Quote Originally Posted by Jorge
Or, if you have extra dark slides, cut them up so that they just allow exposure on one side of the film. Bender photographic has a cut up dark slide that allows 2 4x10 exposures on a single 8x10 sheet, so you could use the same idea. Cut one of your dark slides so that the image is 3 1/4x11 and just reverse it for each picture.
I fail to see, at least on my holders and darkslides, how reversing a slide that has a spot cut would accomplish anything unless you were working to separate the vertical aspect. That would make a 3 1/4 by 11 image (roughly). That may work if the slide doesn't have a handle on it so that it could be switched end for end (in the case of dividing the horizontal aspect).

If consistancy of exposure is critical, then a single sheet of film would seem to work the best. If you want to work with different types of film have one holder with color and the other with black and white. Or different films in the same holder. That may be one way to have this work.

■ ■ ■ ■ ■ ■ ■

- **Stated goal 1**:
Summarize the darkslide post in two sentences.
- **Stated goal 2**:
List every image or film size that appears in the darkslide post, counting each size once.
- **Stated goal 3**:
Please add a few sentences that carry the darkslide post on past its last line.

■ ■ ■ ■ ■ ■ ■

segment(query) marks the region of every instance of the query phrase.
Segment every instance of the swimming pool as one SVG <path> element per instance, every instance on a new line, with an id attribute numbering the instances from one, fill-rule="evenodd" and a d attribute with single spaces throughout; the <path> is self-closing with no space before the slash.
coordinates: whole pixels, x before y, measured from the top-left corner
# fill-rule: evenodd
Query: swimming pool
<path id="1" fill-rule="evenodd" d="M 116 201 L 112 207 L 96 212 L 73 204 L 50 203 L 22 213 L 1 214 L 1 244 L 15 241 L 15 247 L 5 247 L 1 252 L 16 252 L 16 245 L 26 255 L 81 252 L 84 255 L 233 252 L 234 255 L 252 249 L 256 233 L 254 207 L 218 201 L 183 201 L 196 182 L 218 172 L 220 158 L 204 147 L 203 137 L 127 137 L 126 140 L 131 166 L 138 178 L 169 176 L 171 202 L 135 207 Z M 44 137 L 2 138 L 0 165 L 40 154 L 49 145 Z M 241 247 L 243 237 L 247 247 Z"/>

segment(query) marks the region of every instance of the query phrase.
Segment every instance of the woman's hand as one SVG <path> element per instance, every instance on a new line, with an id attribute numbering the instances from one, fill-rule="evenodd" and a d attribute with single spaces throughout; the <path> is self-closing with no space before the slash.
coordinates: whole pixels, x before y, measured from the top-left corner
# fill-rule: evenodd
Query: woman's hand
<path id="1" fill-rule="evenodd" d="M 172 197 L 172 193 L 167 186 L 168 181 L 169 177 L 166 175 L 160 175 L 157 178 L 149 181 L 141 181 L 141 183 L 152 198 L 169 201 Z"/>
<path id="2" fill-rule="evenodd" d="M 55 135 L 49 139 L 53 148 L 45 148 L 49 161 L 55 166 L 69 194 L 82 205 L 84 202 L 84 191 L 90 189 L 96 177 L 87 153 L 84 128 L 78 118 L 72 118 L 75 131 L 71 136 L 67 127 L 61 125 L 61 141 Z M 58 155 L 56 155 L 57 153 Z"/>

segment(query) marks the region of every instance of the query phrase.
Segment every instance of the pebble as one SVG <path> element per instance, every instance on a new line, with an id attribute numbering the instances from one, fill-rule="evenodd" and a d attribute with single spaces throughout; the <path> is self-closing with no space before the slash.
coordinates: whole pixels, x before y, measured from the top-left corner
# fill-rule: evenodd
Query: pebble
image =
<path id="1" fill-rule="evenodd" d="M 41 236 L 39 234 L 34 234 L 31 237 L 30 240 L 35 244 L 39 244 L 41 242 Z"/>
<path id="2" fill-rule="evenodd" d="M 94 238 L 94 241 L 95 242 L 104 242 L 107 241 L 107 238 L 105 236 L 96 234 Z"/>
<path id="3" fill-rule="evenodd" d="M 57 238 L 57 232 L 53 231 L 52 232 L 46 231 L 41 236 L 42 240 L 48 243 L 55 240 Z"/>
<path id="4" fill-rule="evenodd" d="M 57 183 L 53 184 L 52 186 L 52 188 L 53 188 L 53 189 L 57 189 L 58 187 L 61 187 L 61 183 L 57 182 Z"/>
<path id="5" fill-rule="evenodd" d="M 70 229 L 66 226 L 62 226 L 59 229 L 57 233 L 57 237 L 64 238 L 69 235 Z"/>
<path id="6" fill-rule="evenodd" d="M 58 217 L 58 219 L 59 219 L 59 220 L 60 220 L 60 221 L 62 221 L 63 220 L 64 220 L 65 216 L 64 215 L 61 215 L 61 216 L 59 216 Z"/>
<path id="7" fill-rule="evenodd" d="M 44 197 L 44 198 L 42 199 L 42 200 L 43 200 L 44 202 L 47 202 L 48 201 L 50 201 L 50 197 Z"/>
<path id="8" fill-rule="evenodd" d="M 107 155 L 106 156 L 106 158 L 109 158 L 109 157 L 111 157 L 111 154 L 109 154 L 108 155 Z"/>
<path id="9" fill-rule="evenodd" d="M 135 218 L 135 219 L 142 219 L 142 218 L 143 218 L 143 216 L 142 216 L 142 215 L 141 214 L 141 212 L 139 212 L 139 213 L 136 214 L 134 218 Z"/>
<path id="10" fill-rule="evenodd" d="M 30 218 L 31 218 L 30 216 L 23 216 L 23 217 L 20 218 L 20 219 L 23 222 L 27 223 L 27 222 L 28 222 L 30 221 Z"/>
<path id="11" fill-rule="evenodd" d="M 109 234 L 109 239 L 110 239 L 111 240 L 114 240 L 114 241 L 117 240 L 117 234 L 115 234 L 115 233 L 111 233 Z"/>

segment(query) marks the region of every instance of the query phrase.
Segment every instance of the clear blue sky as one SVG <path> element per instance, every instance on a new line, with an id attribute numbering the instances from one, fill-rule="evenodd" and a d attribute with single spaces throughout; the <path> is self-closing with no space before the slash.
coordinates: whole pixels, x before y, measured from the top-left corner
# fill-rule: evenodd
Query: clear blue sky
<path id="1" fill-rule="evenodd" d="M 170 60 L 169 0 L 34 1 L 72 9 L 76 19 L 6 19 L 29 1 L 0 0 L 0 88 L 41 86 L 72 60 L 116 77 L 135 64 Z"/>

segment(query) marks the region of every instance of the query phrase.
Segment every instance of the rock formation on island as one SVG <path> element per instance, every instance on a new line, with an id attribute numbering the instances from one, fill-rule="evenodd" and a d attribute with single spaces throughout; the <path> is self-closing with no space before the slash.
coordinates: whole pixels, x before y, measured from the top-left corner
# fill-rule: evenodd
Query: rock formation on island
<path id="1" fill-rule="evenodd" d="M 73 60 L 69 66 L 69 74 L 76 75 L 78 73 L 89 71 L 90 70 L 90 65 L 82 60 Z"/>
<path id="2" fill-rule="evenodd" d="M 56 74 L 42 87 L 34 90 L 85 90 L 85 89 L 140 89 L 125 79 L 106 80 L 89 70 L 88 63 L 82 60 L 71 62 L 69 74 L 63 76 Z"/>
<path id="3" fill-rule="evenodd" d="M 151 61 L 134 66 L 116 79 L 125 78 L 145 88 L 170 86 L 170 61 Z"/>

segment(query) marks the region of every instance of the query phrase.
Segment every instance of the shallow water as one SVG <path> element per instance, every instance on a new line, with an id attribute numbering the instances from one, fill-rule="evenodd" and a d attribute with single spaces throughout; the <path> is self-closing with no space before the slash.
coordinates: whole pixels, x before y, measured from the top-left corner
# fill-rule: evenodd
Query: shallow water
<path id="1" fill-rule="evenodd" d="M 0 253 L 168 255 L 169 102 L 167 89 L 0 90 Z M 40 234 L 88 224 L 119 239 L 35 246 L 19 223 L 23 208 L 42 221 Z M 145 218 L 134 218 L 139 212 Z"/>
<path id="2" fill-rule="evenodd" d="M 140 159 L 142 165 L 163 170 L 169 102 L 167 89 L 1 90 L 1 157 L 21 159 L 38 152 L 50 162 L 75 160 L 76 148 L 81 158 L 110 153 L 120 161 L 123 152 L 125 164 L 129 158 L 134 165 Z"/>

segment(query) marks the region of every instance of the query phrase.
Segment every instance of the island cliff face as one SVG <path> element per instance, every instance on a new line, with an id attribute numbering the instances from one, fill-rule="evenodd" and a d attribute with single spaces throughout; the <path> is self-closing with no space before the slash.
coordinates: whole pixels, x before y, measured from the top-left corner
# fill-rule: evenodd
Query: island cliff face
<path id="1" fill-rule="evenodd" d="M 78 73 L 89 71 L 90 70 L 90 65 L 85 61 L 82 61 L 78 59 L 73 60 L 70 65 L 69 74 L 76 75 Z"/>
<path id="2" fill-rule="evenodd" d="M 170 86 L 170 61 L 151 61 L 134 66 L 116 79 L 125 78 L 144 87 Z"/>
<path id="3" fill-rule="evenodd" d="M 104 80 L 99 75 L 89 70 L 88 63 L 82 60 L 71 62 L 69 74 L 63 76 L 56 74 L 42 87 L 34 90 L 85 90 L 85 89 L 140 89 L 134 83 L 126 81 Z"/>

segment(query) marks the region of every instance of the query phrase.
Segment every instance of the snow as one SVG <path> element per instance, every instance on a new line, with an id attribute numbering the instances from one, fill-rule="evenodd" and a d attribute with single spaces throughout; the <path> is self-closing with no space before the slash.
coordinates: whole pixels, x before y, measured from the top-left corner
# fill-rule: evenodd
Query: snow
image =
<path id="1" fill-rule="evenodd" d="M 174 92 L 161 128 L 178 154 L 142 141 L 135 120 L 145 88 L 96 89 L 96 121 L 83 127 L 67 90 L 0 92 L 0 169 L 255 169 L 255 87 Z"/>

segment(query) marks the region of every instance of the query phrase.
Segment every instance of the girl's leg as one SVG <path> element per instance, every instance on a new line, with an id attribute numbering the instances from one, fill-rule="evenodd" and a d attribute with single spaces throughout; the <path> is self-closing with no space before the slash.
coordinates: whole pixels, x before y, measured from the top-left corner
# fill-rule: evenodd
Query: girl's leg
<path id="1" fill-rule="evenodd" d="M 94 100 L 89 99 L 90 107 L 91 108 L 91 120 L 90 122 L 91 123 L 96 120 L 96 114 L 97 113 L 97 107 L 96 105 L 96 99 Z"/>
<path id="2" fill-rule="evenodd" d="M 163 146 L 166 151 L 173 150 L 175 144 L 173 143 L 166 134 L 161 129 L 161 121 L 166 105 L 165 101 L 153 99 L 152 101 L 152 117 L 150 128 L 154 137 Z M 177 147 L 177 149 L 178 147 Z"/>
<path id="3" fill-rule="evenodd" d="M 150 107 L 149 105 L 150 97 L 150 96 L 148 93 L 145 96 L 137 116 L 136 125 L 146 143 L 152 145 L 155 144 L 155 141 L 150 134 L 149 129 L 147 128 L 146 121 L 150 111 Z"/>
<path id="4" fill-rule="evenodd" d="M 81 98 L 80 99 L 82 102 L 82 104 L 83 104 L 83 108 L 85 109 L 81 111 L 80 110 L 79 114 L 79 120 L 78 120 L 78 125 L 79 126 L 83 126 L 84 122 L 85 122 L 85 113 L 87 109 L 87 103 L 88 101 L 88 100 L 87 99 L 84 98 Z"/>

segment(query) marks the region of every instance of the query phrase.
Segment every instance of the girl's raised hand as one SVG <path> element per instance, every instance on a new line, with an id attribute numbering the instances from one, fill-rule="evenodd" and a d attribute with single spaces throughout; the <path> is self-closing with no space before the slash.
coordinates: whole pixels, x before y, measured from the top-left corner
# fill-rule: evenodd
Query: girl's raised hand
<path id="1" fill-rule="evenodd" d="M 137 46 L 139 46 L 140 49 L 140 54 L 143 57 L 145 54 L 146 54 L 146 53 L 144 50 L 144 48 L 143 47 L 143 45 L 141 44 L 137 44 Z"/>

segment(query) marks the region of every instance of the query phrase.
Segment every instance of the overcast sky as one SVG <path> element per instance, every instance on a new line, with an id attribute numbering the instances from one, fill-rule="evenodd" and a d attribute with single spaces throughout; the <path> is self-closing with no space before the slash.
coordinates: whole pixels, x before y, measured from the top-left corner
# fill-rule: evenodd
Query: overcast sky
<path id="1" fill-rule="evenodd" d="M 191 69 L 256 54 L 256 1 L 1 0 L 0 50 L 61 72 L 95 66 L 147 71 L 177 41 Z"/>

■ ■ ■ ■ ■ ■ ■

- **Exercise output 1**:
A quoted suggestion proposes cutting a dark slide so that it exposes only one side of the film and reversing it for each picture, like the cut slide from Bender Photographic that allows two 4x10 exposures on one 8x10 sheet. The reply doubts that reversing a cut slide accomplishes anything unless the vertical aspect is being divided or the slide has no handle, and it recommends a single sheet of film when consistent exposure is critical, or holders loaded with different films.

- **Exercise output 2**:
4x10, 8x10, 3 1/4x11

- **Exercise output 3**:
If it were me, and I were committed to this course of action, I would gather a piece of appropriate guage tempered aluminum and have it cut to the dimension of a darkslide. I would then have appropriate size openings cut in the aluminum that would allow masking of the film sheet. I would then have the aluminum anodized black to reduce the possibility of flare.

But that seems like an awful lot of effort and expense for the same effect that could be accomplished by shooting two sheets of film (in the case of a black and white-color mixture) or one sheet of film otherwise. I would think that working on this at the print level is the place to do it.

I don't think that an extra holder is that much extra effort at least on that size of format. It may be if I were considering my 12X20 but not my 8X10.
I imagine that 7X11 holders are not any heavier then 8X10. (77 square inches of film versus 80)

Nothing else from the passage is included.